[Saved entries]
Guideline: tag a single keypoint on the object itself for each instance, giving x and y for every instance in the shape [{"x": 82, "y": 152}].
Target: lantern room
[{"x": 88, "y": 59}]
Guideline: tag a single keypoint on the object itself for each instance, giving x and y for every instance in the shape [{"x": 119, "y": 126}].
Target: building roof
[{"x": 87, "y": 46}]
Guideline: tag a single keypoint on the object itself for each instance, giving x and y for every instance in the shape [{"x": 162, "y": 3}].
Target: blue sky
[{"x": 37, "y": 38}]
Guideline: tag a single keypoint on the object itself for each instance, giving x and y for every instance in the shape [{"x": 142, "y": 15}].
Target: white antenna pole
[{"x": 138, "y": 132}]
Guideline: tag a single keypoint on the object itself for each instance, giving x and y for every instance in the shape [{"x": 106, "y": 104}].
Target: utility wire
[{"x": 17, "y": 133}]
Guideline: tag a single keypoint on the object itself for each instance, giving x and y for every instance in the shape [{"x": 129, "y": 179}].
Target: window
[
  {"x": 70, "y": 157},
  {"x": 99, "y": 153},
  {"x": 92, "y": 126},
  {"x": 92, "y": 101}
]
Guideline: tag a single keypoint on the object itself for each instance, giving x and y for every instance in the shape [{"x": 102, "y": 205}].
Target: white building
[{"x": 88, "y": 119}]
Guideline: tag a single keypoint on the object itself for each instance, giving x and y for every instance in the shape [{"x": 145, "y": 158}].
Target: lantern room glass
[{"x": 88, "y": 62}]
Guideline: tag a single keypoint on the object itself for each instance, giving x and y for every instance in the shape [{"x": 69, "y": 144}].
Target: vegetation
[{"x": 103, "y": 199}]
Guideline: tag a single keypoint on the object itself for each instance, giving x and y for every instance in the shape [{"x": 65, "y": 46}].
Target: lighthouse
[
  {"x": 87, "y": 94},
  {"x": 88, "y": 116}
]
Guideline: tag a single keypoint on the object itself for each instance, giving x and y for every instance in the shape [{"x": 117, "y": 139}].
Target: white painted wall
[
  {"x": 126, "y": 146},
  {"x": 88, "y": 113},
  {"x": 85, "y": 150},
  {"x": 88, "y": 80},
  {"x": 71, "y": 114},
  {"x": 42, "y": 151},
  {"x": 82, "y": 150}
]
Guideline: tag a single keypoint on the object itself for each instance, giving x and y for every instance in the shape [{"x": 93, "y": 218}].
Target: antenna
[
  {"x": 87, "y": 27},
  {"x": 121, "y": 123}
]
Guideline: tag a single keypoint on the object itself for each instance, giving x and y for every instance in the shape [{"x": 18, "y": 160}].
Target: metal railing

[Exercise details]:
Each entry in the data should be restated exactly as it was written.

[Response box]:
Guideline: tag a single keypoint on the object itself for each instance, giving x and y for every instance in the shape [{"x": 82, "y": 152}].
Target: lantern room
[{"x": 88, "y": 59}]
Guideline: tag a single keypoint on the object itself for each instance, giving x and y for every instance in the shape [{"x": 119, "y": 126}].
Target: building roof
[{"x": 87, "y": 46}]
Guideline: tag a single keypoint on the object itself for each instance, giving x and y for every instance in the shape [{"x": 162, "y": 3}].
Target: blue sky
[{"x": 37, "y": 38}]
Guideline: tag a single keypoint on the object itself for each instance, giving x and y for every instance in the shape [{"x": 142, "y": 15}].
Target: white antenna pole
[{"x": 138, "y": 132}]
Guideline: tag a single keypoint on the object itself for each instance, giving x and y for every instance in the shape [{"x": 106, "y": 104}].
Target: utility wire
[{"x": 17, "y": 133}]
Guideline: tag a single keypoint on the object itself for each instance, giving x and y for every instance in the shape [{"x": 129, "y": 179}].
Target: window
[
  {"x": 70, "y": 157},
  {"x": 99, "y": 153},
  {"x": 92, "y": 126},
  {"x": 92, "y": 101}
]
Guideline: tag a single keypoint on the object itself for each instance, giving x and y for every instance in the shape [{"x": 102, "y": 205}].
Target: white building
[{"x": 88, "y": 119}]
Guideline: tag a single keypoint on the object itself for each instance, giving x and y for every instance in the shape [{"x": 145, "y": 158}].
Target: lantern room glass
[{"x": 88, "y": 62}]
Guideline: tag a single keypoint on the object itself for each instance, giving x and y for every instance in the shape [{"x": 69, "y": 144}].
Target: vegetation
[{"x": 103, "y": 199}]
Guideline: tag a single keypoint on the object itself for each instance, giving x and y for every instance in the shape [{"x": 65, "y": 46}].
Target: lighthouse
[
  {"x": 87, "y": 94},
  {"x": 88, "y": 116}
]
Guideline: tag a single keypoint on the object itself for each instance, giving x and y for every instance in the shape [{"x": 117, "y": 139}].
Target: white painted wall
[
  {"x": 126, "y": 146},
  {"x": 88, "y": 113},
  {"x": 85, "y": 150},
  {"x": 88, "y": 80},
  {"x": 71, "y": 114},
  {"x": 42, "y": 151},
  {"x": 82, "y": 150}
]
Guideline: tag a single keypoint on the object itself for each instance, giving x and y for every instance in the shape [{"x": 93, "y": 218}].
Target: antenna
[
  {"x": 87, "y": 27},
  {"x": 121, "y": 123}
]
Guideline: tag a single keypoint on the object itself for each instance, giving x and y for every instance in the shape [{"x": 18, "y": 160}].
Target: metal railing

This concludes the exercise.